▶ **WHAT TO WORK ON**
Render the following sentence from the prurigo pigmentosa abstract in Spanish: "Dietary change was suspected as a cause of prurigo pigmentosa in 17 patients."

▶ **PASSAGE PROVIDED**
Correspondence: Sung Eun Chang, M.D., Ph.D., Department of Dermatology, Asan Medical Center, University of Ulsan College of Medicine, 86 Asanbyeongwon-gil, Songpa-gu, Seoul 138-736, Korea. Email: cse@amc.seoul.kr

Abstract

Prurigo pigmentosa is a recurrent dermatosis with severe pruritus and several peculiar clinical features. Its exact etiology and pathogenesis are unclear. The aim of this study was to investigate the clinical features and chronological changes in the histopathology of prurigo pigmentosa in Korean patients and to assess the etiology of this condition. We reviewed the medical records, clinical photographs and biopsy specimens from 50 patients diagnosed with prurigo pigmentosa. Mean age at diagnosis was 23.7 years (range, 15–61 years). Prurigo pigmentosa started as urticarial papules or plaques, changing first to papulovesicles and then to reticulated brownish macules. The most frequent sites were the back and chest, especially depressed areas such as the central back and inter-mammary area. Dietary change was suspected as a cause of prurigo pigmentosa in 17 patients. Histopathologically, early-stage lesions had dermatitis herpetiformis-like features; fully-developed lesions displayed impetigo-like or acute, generalized, exanthematous, pustulosis-like features; and late lesions presented with post-inflammatory hyperpigmentation-like features. Oral minocycline, with or without dapsone, was effective in inhibiting the appearance of new lesions, but did not prevent recurrence. Prurigo pigmentosa is not rare in Korea, is apparently associated with dietary modification and preferentially involves the depressed regions of the trunk.

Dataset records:
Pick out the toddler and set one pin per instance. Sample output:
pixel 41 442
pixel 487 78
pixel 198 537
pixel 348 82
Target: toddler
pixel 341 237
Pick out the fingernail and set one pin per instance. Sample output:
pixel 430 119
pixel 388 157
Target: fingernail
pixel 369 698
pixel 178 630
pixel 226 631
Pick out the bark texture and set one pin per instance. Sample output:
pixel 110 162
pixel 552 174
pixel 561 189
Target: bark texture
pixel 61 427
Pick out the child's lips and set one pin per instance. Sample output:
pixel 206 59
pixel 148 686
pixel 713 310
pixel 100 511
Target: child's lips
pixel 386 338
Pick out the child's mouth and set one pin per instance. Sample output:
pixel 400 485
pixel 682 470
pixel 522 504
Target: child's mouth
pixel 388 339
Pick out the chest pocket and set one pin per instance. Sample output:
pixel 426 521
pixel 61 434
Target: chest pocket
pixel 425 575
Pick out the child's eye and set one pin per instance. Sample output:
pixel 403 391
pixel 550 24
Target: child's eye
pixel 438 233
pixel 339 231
==
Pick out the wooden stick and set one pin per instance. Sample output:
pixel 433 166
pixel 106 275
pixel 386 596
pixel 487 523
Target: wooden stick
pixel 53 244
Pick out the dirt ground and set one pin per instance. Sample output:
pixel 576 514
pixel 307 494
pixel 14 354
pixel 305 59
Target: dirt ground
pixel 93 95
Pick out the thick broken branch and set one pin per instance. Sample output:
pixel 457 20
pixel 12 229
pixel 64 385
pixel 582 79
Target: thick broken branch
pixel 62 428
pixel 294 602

▶ **RESPONSE BELOW**
Se sospechó que el cambio en la dieta era una causa del prurigo pigmentoso en 17 pacientes.